* Consigne donnée *
Poursuivez le texte sur le Conseil du Trésor et les organismes distincts en tant qu'employeurs, en reprenant juste après sa dernière phrase.

* Extrait choisi *
-=-=-=-=-

18.     Sa Majesté, telle que représentée par l’organisme distinct, est l’employeur des employés employés dans les parties de l’administration publique fédérale énumérées à l’annexe 5 de la Loi sur la gestion des finances publiques. Ces organismes distincts ont des pouvoirs ou des fonctions en matière de gestion des ressources humaines qui leur sont conférés par une loi ou délégués directement par le gouverneur en conseil. Le Conseil du Trésor, en tant qu’employeur, n’a pas la responsabilité des pratiques de classification et de détermination des salaires qu’ont les organismes distincts, et il n’est pas le défendeur légitime dans des plaintes déposées au nom de personnes employées par des organismes distincts.

19.     Ce régime législatif permet aux organismes distincts énumérés à l’annexe 5 de la Loi sur la gestion des finances publiques d’agir indépendamment de l’administration publique centrale pour ce qui est d’accomplir leurs mandats et d’agir dans toute question liée à la gestion des ressources humaines. L’employeur expressément désigné par la loi est soit le Conseil du Trésor soit un organisme énuméré à l’annexe 5, pas les deux. Toute déviation à cet égard nécessite une modification législative. Toute suggestion qu’il pourrait exister, de facto, une catégorie d’employés/employeurs qui se distinguerait des intentions du Parlement aux termes de la LRTFP a été expressément rejetée par les tribunaux : Gingras c. Canada (1994), 2 C.F. 734 (C.A.F.); Canada (Procureur général) c. AFPC, [1991] 1 R.C.S. 614 (Econosult).

20.     Les cours et tribunaux ont également fait une mise en garde contre le traitement d’une partie distincte du gouvernement comme partie d’un tout homogène. Le fait que le Conseil du Trésor et les organismes distincts fassent tous deux partie de la Couronne ne suffit pas à conclure que l’un est le prolongement de l’autre ou que ces deux entités ne peuvent être distinguées l’une de l’autre aux fins de l’emploi : Canada (Procureur général) c. Brown (2008), C.F. 734.

21.     Par conséquent, le Conseil du Trésor demande que, si les plaintes sont traitées au nom de consultants en rémunération autres que les plaignants nommés, ces consultants doivent être employés dans l’administration publique centrale. Cette clarification est nécessaire pour éviter de créer des attentes indues.

-=-=-=-=-

* Liste des données *
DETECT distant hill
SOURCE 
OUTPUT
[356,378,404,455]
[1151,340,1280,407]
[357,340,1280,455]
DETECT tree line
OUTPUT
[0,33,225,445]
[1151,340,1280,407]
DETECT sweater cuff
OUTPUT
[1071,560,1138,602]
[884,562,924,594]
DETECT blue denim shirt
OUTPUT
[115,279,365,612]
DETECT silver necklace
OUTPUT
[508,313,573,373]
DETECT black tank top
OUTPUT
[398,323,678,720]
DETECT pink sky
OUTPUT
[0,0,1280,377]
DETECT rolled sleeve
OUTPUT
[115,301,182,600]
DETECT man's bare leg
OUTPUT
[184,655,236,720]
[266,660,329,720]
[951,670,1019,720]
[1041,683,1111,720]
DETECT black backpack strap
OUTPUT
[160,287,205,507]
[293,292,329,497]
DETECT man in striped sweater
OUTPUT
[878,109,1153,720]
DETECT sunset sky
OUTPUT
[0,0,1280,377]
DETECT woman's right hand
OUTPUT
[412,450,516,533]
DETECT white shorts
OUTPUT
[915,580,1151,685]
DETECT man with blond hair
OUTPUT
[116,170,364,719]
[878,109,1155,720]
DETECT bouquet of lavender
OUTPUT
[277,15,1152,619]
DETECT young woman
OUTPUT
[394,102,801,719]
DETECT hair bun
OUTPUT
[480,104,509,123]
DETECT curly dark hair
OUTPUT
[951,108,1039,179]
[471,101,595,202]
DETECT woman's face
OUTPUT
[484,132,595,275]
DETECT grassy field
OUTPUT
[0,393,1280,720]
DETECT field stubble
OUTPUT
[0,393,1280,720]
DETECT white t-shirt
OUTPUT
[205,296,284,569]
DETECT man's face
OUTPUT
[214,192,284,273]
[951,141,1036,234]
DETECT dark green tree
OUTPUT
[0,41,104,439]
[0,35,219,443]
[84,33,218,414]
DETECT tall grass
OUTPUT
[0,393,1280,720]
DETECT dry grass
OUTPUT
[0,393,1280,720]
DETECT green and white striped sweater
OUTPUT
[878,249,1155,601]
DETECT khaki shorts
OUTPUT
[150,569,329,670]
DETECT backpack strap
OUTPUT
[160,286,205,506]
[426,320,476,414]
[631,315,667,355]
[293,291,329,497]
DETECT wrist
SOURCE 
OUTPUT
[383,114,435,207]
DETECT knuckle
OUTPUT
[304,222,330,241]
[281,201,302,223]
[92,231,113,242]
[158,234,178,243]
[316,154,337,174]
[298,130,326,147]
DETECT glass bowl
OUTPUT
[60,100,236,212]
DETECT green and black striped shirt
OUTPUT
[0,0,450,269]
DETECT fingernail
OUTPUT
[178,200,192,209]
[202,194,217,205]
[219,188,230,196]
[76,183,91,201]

-=-=-=-=-

* Réponse rédigée *
22.     Il est respectueusement soutenu que ces arguments sont déterminants en l’espèce. Toutefois, le Conseil du Trésor informe la CRTFP que, le 12 mai 2009, le Tribunal canadien des droits de la personne a conclu son audience dans Harkin et al. c. Canada (Procureur général) (dossier du TCDP no T1266/7807). La question en litige, dans Harkin, est de savoir si le Conseil du Trésor est l’employeur des employés d’un organisme distinct aux fins de la rémunération. Les plaignants, dans Harkin, cherchent à obtenir le bénéfice d’un rajustement d’équité salariale fait à la suite d’une plainte déposée au nom d’employés de l’administration publique centrale. Le Tribunal a pris sa décision en délibéré.

[…]

12 Le Conseil du Trésor a présenté les arguments suivants pour ce qui est de savoir si les questions de classification peuvent être incluses dans des plaintes « […] dans le cas où celles-ci portent sur la disparité salariale […] instaurée ou pratiquée par l’employeur […] » au sens de l’article 396 de la LEB :

[Traduction]

[…]

23.     La méthode moderne d’interprétation législative est celle qui est énoncée dans Sullivan on the Construction of Statute set qu’a acceptée la Cour suprême dans Rizzo et Rizzo Shoes Ltd. [1998] 1 R.C.S. 27 :

[Traduction]

Aujourd’hui il n’y a qu’un seul principe ou solution : il faut lire les termes d’une loi dans leur contexte global en suivant le sens ordinaire et grammatical qui s’harmonise avec l’esprit de la loi, l’objet de la loi et l’intention du législateur. R. Sullivan, Sullivan on the Construction of Statutes, 5e édition (Markham : LexisNexis, 2008) à la page 1.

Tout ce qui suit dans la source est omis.